▸ TASK GOAL
What you return must match the records exactly, line for line.

Segment Open

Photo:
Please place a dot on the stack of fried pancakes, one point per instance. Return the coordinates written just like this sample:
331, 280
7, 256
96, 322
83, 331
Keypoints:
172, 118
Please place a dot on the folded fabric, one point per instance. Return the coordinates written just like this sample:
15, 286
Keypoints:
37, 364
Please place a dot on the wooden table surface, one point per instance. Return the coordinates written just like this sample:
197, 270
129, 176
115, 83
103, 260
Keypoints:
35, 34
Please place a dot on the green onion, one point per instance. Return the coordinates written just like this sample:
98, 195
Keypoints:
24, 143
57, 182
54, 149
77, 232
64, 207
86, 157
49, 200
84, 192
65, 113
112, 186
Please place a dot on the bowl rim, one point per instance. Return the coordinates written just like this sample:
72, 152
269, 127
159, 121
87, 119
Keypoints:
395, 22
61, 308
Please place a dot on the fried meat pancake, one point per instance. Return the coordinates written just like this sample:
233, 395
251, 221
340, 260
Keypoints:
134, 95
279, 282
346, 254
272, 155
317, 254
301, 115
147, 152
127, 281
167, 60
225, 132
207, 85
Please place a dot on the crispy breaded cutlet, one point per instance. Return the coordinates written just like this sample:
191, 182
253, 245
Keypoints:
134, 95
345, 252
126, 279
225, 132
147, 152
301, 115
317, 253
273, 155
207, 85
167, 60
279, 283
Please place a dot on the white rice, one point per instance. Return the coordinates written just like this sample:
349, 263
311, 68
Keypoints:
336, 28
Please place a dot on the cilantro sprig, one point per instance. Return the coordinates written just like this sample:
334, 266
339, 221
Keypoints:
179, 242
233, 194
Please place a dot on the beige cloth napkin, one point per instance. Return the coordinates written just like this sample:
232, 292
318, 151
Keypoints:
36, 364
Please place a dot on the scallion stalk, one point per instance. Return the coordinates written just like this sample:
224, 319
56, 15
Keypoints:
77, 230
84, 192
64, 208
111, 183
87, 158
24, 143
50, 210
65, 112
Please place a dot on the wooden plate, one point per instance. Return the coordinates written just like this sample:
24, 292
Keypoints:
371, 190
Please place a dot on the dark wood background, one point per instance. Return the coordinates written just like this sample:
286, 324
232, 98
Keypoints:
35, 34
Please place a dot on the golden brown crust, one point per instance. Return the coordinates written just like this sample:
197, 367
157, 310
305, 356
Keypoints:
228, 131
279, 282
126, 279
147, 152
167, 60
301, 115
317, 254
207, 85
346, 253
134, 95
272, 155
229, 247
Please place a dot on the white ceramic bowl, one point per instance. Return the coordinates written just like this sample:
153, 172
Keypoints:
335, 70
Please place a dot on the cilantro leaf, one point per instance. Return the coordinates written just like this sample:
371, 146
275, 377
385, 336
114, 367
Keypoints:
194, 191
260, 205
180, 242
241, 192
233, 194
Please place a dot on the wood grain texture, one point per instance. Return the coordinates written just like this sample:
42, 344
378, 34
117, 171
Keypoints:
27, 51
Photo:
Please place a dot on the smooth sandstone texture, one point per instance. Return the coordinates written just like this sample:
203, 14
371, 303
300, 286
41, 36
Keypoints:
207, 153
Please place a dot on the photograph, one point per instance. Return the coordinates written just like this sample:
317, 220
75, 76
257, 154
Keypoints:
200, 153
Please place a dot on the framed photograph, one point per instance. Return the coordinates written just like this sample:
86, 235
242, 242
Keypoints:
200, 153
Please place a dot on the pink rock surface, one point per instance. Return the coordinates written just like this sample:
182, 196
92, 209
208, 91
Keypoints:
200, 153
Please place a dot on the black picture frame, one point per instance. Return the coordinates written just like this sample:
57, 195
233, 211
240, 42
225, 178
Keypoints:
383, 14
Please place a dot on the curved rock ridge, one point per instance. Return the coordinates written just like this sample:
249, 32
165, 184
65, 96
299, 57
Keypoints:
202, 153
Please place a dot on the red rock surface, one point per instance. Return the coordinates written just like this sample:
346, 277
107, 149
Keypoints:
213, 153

Segment Closed

▸ RESPONSE
Photo:
Please place a dot on the stack of fried pancakes, one point per instance. Return the coordinates written just like this sample:
331, 280
7, 256
96, 322
83, 331
Keypoints:
172, 118
Please place a dot on the folded fabric, one point per instance. Return the coordinates written just like this sample:
15, 286
Keypoints:
37, 364
Please place a dot on the wooden table surface, one point per instance. Return the coordinates written just like this sample:
197, 270
129, 176
115, 83
103, 260
Keypoints:
35, 34
Please place a dot on the green onion, one point per instance. Return the coordinates written just like this sample:
98, 195
Keypoints:
24, 143
57, 182
54, 149
77, 232
64, 207
86, 157
49, 200
84, 192
65, 113
112, 186
Please place a dot on the bowl rim, one point per instance. Return the coordinates written just like this sample:
72, 152
269, 127
159, 121
87, 119
Keypoints:
395, 22
61, 308
Please place a dot on the fried meat pancake, one point per instance. Return the coordinates written just like this sample:
233, 395
251, 221
340, 260
Keypoints:
134, 95
279, 282
346, 254
272, 155
317, 254
301, 115
147, 152
127, 281
167, 60
225, 132
207, 85
Please place a dot on the crispy breaded cutlet, one point per instance. Return the coordinates written just like this sample:
191, 182
253, 245
Keypoints:
134, 95
345, 252
126, 279
225, 132
147, 152
301, 115
317, 253
273, 155
207, 85
167, 60
279, 283
Please place a dot on the white rice, one point per instance. Return the coordinates written just like this sample:
349, 263
311, 68
Keypoints:
336, 28
Please place a dot on the cilantro sprig, one point per instance. Return the coordinates written just like this sample:
334, 266
339, 221
Keypoints:
179, 242
233, 194
Please place a dot on the beige cloth napkin, one point per instance. Return the coordinates written just like this sample:
232, 292
318, 151
Keypoints:
36, 364
Please place a dot on the scallion stalk, one point per instance. Return the coordinates written just like this sample:
224, 319
56, 15
Keypoints:
77, 230
84, 192
64, 208
111, 183
87, 158
24, 143
50, 210
65, 112
Please place a dot on the wooden plate, one point per instance. Return the coordinates written just like this sample:
24, 292
Keypoints:
371, 190
Please place a dot on the dark wood background, one point per instance. Return the coordinates written just like this sample:
286, 324
232, 98
Keypoints:
35, 34
Please place a dot on the golden brown crust, one point per instance. Return the coordinates written just like this sample:
197, 367
157, 310
305, 356
Keypoints:
228, 131
279, 282
126, 279
147, 152
167, 60
301, 115
317, 254
207, 85
346, 253
134, 95
272, 155
229, 247
Please place a dot on the white ceramic bowl, one point per instance. Return the coordinates written just like this sample:
153, 172
Keypoints:
335, 70
Please place a dot on the cilantro leaf, one point per instance. Return the coordinates written just like this sample:
371, 146
275, 377
385, 336
114, 367
Keypoints:
194, 191
260, 205
180, 242
241, 192
233, 194
Please place a dot on the wood grain texture, one point per instance. Return the coordinates written just like this sample:
42, 344
378, 34
117, 171
Keypoints:
27, 51
Photo:
Please place a dot on the smooth sandstone texture, one point per instance. Return the coordinates written just like this sample:
203, 14
371, 303
300, 286
41, 36
Keypoints:
207, 153
Please place a dot on the photograph, one point per instance. Return the coordinates written just like this sample:
317, 220
75, 76
257, 154
Keypoints:
200, 153
Please place a dot on the framed photograph, one point per instance. Return the coordinates written just like this sample:
86, 235
242, 242
Keypoints:
200, 153
Please place a dot on the pink rock surface, one point per instance. Return the coordinates written just like this sample:
182, 196
92, 209
208, 91
Keypoints:
200, 153
Please place a dot on the black picture frame, one point per instance. Return the coordinates written just like this sample:
57, 195
233, 211
240, 42
225, 178
Keypoints:
383, 14
Please place a dot on the curved rock ridge, one point per instance. Return the coordinates written just like this sample:
249, 32
165, 184
65, 96
299, 57
Keypoints:
202, 153
Please place a dot on the red rock surface, one point per instance. Return the coordinates written just like this sample:
346, 277
107, 149
Keypoints:
213, 153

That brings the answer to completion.